Comprueba tu comprensión:
A. Indica si cada afirmación coincide con el texto sobre Unamuno. Responde sí o no y cita las palabras exactas del texto que lo deciden. (i) Del sentimiento trágico de la vida se publicó entre 1913 y 1914. (ii) Unamuno dejó de interesarse por los avances científicos de su época. (iii) Según Villar Ezcurra, las lecturas juveniles de Hegel y Spencer quedaron obsoletas o insuficientes para Unamuno.
B. Prosigue el texto sobre Unamuno a partir de su última oración.

Fragmento proporcionado:
- - -

La pasión sí, la pasión es uno de los más poderosos factores de progreso. Y entre las pasiones se cuenta la pasión por conocer, el impulso pasional que nos lleva a echar mano a los frutos del árbol de la ciencia. ¿Es que no existe acaso, aunque por desgracia sea muy rara, la pasión científica? […] Sin alguna pasión, difícil es que la ciencia ilumine; toda luz supone algún fuego, por pequeño que sea.

 

Aquella crisis, crucial en la vida del autor vasco, enderezó sus entendederas hacia un enfoque de la existencia más sentido y menos pensando, más vital y menos racionalizado (algo de lo que el propio Ortega tomaría atenta nota para barruntar y desarrollar su denominado “raciovitalismo”). El producto natural de este viraje fue la publicación, entre 1913 y 1914, de Del sentimiento trágico de la vida en los hombres y en los pueblos, si bien Unamuno nunca dejó de estar al tanto de los avances científicos de su época. Sus lecturas juveniles de Hegel y Spencer, asegura Villar Ezcurra, quedaron entonces obsoletas, o al menos insuficientes, pues fue convicción unamuniana que “la razón construye sobre irracionalidades”.

 

Aunque es de reseñar que Unamuno puso mucho cuidado en no desvirtuar los beneficios de una ciencia bien entendida, de una ciencia como impulso y pasión por el conocimiento, sino que más bien censuró los excesos de un mal comprendido intelectualismo que ponía la vida al servicio de la ciencia y la técnica, que puede convertirse en un positivismo despiadado, extremo y excluyente. En atinada explicación de la profesora Villar Ezcurra, “el relato de Unamuno era una sátira corrosiva del positivismo y los excesos de los estrictos métodos pedagógicos que cuando se aplican ciegamente, mecánicamente y sin amor, crean un mundo deforme, trágico y cómico a la vez. No conducen a la vida y al progreso soñado, sino a la destrucción del ser humano”.

- - -

Material sin procesar:

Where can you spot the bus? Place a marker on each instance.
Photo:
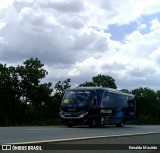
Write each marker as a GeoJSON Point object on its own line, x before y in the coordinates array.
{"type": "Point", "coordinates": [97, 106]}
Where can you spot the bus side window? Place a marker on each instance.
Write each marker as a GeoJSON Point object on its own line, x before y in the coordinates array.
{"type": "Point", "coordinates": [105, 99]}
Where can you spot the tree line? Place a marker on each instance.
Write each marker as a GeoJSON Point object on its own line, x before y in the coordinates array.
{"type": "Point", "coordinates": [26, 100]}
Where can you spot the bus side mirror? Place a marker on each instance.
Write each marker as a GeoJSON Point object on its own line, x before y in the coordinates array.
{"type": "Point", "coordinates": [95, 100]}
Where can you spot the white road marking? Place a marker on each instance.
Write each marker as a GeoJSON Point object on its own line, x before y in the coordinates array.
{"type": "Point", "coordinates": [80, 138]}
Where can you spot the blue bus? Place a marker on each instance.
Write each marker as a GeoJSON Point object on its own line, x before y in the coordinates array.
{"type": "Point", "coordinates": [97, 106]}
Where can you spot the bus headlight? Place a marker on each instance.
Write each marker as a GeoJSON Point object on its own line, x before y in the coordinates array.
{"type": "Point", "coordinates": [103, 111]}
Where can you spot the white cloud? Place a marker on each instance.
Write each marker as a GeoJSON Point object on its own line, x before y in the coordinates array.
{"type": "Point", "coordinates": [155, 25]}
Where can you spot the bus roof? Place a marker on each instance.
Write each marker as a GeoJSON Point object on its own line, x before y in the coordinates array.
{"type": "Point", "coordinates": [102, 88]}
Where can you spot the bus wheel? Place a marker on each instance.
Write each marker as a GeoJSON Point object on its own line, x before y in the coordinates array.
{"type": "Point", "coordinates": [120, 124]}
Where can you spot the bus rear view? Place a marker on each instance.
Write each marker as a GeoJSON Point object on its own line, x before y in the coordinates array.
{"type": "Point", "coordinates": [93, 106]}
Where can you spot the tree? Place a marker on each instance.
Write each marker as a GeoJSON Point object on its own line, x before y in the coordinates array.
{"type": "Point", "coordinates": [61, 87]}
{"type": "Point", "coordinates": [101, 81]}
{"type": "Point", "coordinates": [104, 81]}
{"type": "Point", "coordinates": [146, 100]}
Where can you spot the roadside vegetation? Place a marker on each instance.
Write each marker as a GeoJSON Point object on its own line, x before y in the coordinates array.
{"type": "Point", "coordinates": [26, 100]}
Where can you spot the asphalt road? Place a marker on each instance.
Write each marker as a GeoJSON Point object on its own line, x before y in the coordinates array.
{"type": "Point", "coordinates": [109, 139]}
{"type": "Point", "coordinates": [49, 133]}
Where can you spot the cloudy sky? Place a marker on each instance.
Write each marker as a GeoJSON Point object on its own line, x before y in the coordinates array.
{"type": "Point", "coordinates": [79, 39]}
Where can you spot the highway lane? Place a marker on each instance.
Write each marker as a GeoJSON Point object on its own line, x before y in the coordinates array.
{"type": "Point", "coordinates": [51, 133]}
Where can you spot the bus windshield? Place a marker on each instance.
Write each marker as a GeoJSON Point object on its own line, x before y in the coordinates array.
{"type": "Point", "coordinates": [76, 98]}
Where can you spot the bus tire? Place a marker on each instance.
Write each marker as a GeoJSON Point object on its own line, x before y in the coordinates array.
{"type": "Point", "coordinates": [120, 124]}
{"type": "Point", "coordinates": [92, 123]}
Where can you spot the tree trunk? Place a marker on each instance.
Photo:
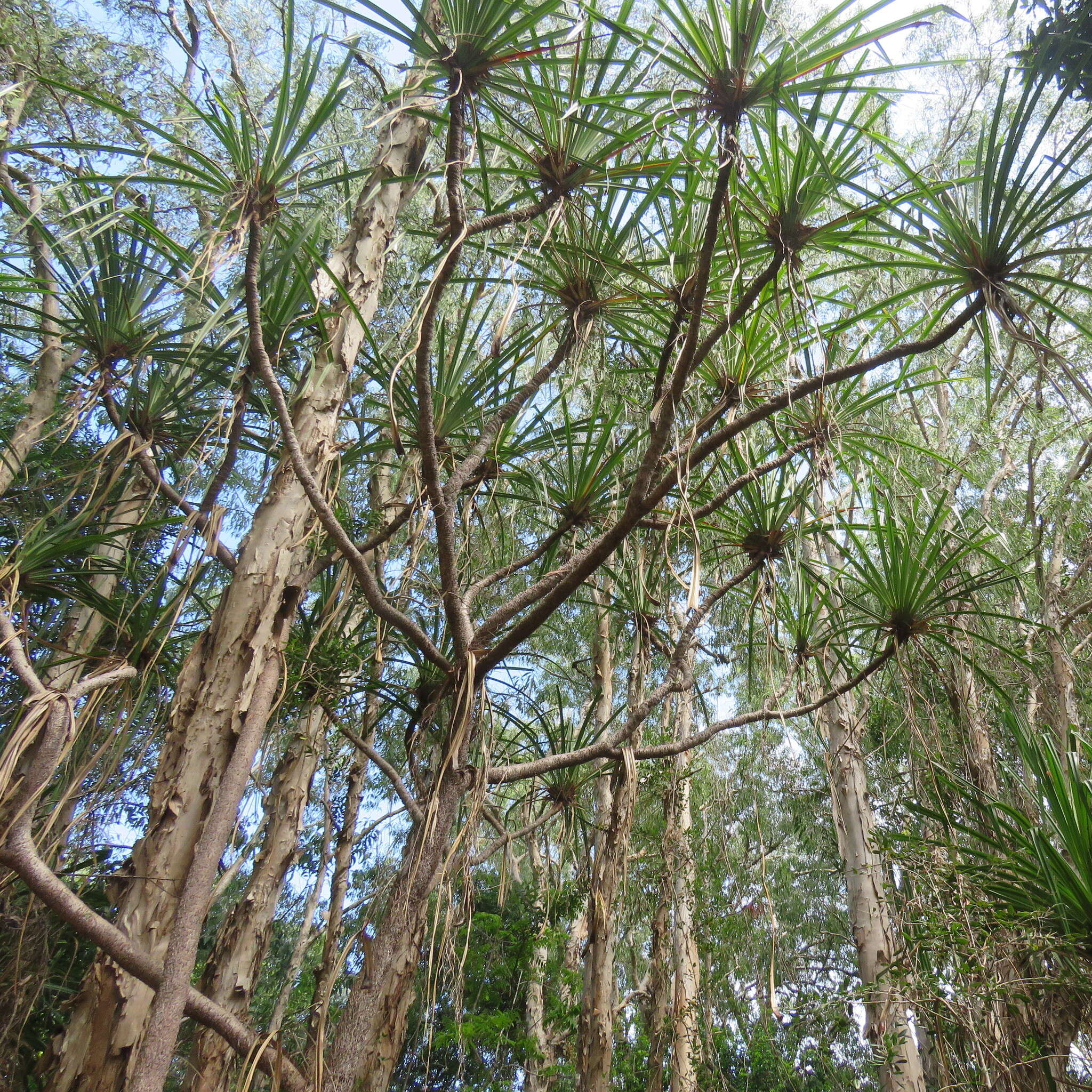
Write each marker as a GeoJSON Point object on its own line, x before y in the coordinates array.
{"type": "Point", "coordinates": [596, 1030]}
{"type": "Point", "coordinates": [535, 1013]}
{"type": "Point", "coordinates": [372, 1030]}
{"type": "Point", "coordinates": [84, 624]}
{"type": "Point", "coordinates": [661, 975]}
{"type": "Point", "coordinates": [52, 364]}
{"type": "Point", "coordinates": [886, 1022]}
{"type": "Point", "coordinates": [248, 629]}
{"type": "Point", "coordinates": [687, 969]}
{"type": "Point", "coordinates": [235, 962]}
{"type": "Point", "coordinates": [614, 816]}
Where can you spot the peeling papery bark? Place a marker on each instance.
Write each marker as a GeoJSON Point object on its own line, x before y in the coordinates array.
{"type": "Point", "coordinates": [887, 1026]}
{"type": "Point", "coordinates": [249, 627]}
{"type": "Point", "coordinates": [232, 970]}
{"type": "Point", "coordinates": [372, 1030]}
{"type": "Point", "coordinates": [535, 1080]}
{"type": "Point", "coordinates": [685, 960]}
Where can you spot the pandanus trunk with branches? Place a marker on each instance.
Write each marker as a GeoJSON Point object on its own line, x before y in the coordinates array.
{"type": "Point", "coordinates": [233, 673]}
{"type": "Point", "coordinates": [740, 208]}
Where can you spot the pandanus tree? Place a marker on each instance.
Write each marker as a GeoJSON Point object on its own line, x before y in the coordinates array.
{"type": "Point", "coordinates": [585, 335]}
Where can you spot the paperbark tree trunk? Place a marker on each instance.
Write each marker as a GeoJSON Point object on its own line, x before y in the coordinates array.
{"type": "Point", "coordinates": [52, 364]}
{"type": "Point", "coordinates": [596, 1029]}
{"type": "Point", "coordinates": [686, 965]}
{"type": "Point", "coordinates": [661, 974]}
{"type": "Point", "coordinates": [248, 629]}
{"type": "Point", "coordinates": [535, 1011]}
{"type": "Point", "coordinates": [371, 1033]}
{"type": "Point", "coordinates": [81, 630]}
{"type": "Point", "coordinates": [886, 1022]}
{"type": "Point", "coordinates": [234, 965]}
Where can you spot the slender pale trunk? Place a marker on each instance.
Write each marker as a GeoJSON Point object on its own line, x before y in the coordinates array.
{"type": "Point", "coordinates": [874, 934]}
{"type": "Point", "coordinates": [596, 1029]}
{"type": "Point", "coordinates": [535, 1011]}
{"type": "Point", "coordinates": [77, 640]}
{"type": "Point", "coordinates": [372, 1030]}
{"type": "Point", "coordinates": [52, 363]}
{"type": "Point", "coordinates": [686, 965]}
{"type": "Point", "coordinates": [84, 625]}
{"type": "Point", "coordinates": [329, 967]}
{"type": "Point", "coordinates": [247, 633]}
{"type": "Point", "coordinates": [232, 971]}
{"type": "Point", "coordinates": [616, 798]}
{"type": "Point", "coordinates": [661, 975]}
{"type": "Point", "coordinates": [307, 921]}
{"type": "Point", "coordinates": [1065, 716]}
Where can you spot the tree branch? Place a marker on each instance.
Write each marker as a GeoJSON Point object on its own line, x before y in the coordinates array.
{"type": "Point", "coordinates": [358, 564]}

- - -

Respuestas del ejercicio:
A.
(i) Sí: "la publicación, entre 1913 y 1914, de Del sentimiento trágico de la vida en los hombres y en los pueblos".
(ii) No: "Unamuno nunca dejó de estar al tanto de los avances científicos de su época".
(iii) Sí: "Sus lecturas juveniles de Hegel y Spencer, asegura Villar Ezcurra, quedaron entonces obsoletas, o al menos insuficientes".

B.
 

Hay quienes se entregan a la ciencia como otros se entregan a la morfina: para acallar dolores íntimos; aquéllos del espíritu, estos otros últimos del cuerpo por lo común. Estudian insectos, los buscan, escudriñan y clasifican como quien colecciona sellos de franqueo; se buscan un entusiasmo, un mata-días, y se hunden en él.

 

El maravilloso y pedagógico libro compendiado y comentado por Alicia Villar Ezcurra nos muestra al Unamuno enfrentado –pero también a veces hermanado– con la ciencia, en una época repleta de intereses intelectuales encontrados en la que los avances técnicos comenzaban a hacer honda mella tanto en la interpretación de la vida humana y como en su puesta en práctica. El catedrático de griego no quiso quedarse al margen de un debate que permeó por entero el contexto académico de su tiempo, pero también el social y político. Unamuno detectó una “enfermedad espiritual” a la que llamó en ocasiones cientificismo y en otras intelectualismo, y de ella quiso sanar a su patria y a Europa toda. Nuestra más alta responsabilidad estriba no en conservarnos –en términos darwinianos–, sino, ante todo, en hacer y desarrollar un mundo lleno de sentido.

 

En inmejorables palabras de Villar Ezcurra, “siempre inquieto y anhelante, Don Miguel no quiso renunciar a la denuncia, ni a la creación del ideal que pudiera orientar la acción y el compromiso. En definitiva, buscó una ciencia y una religión que hicieran una vida más plena, más honda y más humana”. Un volumen imperdible, fundamental y necesario, hoy que, da la impresión, la ciencia y la tecnología adelantan con mucho a la capacidad de pensar las consecuencias de su aplicación.

 

Vivimos merced a la incertidumbre. Si al hombre más incrédulo en el más allá no le quedase en el último resquicio del alma una chispa de incertidumbre, un vago ¿quién sabe?, le sería la vida tan imposible como al más firme creyente, si no le quedase también otra chispa de incertidumbre, de que no hay un más allá de la muerte. La certeza absolutamente absoluta nos amargaría la vida tanto en un caso como en el otro, llevándonos a buscar la muerte o para salir cuanto antes de esta vida o para entrar cuanto antes en la otra.